(Object position labeling entries)

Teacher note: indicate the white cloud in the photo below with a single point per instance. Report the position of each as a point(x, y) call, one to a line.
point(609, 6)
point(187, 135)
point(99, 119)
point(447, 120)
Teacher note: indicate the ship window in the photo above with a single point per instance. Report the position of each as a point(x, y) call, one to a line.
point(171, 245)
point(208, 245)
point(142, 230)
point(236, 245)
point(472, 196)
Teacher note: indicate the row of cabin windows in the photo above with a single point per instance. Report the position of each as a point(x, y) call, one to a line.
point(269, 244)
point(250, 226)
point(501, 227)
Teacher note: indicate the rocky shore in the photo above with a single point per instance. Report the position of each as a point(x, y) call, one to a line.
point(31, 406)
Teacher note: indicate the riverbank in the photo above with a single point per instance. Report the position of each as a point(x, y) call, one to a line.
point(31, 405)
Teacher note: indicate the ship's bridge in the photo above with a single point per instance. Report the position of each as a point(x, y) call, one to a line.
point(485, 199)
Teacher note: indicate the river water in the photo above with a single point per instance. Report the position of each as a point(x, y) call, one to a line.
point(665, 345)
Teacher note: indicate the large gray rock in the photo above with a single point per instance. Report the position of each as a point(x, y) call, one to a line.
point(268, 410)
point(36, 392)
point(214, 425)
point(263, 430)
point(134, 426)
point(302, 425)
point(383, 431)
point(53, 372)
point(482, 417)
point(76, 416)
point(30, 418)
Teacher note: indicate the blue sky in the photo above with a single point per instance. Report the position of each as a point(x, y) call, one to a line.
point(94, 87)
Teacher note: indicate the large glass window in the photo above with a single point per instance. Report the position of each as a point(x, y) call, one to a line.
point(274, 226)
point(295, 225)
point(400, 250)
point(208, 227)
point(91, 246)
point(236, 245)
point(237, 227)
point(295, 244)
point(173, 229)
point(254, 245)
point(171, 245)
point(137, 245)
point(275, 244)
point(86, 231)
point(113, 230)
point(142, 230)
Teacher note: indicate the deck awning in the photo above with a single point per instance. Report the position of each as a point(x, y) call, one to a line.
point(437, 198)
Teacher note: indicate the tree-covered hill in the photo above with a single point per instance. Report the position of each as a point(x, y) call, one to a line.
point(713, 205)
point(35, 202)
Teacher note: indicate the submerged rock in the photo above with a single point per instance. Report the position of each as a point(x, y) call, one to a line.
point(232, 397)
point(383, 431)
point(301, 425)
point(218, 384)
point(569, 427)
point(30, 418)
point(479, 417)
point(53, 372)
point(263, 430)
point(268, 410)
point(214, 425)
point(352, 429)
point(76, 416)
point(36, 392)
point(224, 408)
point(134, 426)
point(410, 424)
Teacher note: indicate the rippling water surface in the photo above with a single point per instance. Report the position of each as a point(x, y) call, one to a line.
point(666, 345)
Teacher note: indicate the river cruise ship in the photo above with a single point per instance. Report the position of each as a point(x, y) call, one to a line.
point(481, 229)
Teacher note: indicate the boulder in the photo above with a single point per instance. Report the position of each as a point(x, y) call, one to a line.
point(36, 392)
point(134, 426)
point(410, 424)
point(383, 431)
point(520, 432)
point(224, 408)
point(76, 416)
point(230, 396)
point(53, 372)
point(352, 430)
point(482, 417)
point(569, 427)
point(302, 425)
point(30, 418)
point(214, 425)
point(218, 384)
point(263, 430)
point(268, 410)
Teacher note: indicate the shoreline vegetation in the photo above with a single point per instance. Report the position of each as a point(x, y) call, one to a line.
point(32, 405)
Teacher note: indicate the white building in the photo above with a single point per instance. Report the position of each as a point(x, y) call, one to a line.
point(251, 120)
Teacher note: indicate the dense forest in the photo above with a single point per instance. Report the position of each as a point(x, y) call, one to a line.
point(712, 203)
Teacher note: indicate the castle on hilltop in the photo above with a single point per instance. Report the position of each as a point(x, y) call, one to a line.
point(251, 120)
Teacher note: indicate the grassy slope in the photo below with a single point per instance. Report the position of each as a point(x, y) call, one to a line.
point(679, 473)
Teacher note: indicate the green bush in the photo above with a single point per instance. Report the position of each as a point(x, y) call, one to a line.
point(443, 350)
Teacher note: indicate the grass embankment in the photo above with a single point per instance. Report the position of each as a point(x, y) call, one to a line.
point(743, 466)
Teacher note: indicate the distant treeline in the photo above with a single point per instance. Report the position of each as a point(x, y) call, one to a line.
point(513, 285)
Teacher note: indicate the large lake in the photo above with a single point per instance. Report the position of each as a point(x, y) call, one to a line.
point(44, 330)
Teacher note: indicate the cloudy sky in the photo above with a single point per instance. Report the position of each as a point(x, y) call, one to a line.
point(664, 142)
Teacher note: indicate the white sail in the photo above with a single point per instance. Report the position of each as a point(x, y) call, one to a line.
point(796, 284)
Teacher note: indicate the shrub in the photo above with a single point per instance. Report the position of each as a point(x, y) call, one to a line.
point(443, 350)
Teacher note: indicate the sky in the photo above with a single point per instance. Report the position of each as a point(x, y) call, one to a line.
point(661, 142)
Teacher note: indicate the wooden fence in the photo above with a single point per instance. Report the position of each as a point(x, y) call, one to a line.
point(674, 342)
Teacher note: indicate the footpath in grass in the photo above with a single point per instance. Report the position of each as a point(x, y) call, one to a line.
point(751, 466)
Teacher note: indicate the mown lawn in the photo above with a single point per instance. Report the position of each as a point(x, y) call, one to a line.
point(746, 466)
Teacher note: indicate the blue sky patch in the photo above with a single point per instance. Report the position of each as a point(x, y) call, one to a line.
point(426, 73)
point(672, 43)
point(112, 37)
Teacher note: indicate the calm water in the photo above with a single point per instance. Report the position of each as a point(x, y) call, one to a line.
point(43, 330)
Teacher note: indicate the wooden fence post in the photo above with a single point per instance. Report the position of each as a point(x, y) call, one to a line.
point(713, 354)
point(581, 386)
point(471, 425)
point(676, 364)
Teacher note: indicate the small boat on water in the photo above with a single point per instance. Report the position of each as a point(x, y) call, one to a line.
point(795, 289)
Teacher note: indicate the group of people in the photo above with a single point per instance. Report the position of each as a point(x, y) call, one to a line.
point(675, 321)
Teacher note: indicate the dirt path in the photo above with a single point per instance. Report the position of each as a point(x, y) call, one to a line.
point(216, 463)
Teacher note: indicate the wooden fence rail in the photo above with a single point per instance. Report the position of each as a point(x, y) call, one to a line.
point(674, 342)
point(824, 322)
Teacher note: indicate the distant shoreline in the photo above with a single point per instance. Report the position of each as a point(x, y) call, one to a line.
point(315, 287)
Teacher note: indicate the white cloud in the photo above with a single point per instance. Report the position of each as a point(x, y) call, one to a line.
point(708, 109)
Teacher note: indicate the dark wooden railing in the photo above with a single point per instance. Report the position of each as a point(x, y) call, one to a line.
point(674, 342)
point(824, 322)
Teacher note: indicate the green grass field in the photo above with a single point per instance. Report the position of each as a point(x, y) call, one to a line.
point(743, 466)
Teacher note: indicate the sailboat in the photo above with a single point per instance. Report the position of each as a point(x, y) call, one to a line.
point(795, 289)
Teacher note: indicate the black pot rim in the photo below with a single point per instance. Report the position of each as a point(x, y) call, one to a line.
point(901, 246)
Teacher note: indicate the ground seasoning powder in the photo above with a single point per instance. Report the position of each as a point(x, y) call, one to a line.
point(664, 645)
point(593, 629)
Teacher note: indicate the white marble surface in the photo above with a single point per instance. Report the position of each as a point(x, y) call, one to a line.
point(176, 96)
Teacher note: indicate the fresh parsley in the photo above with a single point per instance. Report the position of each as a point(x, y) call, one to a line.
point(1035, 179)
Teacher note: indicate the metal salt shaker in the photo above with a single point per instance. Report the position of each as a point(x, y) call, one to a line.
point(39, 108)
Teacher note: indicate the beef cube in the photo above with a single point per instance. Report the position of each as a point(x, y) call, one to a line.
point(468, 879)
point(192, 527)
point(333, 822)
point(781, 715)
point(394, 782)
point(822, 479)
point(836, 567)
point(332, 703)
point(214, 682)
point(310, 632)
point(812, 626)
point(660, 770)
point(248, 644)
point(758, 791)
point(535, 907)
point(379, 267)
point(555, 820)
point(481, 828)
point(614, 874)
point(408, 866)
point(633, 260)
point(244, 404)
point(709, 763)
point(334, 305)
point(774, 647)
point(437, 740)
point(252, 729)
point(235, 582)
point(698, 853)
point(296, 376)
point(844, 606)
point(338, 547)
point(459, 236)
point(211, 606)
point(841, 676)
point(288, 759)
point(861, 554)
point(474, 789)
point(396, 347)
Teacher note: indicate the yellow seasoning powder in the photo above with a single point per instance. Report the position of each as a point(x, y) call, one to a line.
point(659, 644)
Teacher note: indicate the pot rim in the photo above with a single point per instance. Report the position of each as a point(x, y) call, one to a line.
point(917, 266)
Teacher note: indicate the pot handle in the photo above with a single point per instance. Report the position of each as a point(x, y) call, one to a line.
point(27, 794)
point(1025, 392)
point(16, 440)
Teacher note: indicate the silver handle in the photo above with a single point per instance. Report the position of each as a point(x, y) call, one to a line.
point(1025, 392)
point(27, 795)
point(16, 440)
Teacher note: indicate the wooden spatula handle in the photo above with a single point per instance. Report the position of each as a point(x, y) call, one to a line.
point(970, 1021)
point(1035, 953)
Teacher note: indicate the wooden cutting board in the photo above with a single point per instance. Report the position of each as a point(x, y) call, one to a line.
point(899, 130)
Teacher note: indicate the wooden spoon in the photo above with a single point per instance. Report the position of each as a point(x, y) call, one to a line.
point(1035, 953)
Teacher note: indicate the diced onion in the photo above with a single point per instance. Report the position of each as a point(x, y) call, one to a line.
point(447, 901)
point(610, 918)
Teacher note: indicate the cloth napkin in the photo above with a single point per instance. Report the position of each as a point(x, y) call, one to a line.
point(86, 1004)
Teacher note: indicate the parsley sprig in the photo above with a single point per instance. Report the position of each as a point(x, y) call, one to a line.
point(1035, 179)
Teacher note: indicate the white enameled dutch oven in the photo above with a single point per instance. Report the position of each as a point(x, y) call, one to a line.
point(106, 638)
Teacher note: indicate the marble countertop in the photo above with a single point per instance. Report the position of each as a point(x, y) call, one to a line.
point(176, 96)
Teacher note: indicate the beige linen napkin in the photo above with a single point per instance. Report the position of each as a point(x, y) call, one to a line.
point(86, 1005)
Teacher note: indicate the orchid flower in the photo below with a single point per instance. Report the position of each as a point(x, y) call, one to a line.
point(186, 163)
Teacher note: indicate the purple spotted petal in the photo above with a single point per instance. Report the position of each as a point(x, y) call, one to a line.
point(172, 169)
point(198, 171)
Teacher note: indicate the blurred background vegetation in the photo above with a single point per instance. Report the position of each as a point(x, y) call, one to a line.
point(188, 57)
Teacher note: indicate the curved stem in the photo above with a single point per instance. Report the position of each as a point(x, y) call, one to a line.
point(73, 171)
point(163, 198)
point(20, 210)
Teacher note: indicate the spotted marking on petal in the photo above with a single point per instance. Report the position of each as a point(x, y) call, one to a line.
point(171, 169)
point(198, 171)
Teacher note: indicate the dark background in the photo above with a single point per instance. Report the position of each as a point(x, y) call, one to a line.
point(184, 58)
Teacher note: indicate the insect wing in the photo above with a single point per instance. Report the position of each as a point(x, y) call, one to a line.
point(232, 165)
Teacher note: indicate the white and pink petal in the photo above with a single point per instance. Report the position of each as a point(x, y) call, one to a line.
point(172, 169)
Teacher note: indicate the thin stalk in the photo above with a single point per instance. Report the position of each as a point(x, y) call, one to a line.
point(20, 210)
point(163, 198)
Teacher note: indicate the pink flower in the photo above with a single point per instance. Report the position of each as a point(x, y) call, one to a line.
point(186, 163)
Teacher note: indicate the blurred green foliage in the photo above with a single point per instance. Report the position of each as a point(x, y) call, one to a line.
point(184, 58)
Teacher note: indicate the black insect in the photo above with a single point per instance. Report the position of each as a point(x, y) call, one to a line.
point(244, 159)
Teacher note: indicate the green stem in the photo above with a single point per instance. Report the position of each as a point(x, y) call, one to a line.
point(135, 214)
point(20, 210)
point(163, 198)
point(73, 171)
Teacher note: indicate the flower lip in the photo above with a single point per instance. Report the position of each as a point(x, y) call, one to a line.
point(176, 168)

Goal of the exercise -
Please edit the data from the line with "Teacher note: indicate the green stem" up to and including the last line, replacing "one to a line" with "one per line" and leaving everything else unchanged.

Exercise result -
Teacher note: indicate the green stem in the photo above with a single point per instance. Report the position of each as a point(x, y) call, one per line.
point(135, 214)
point(20, 210)
point(163, 198)
point(73, 171)
Teacher note: indicate the flower lip in the photo above with a single point per instance. Report the position of each as a point(x, y) call, one per line.
point(176, 168)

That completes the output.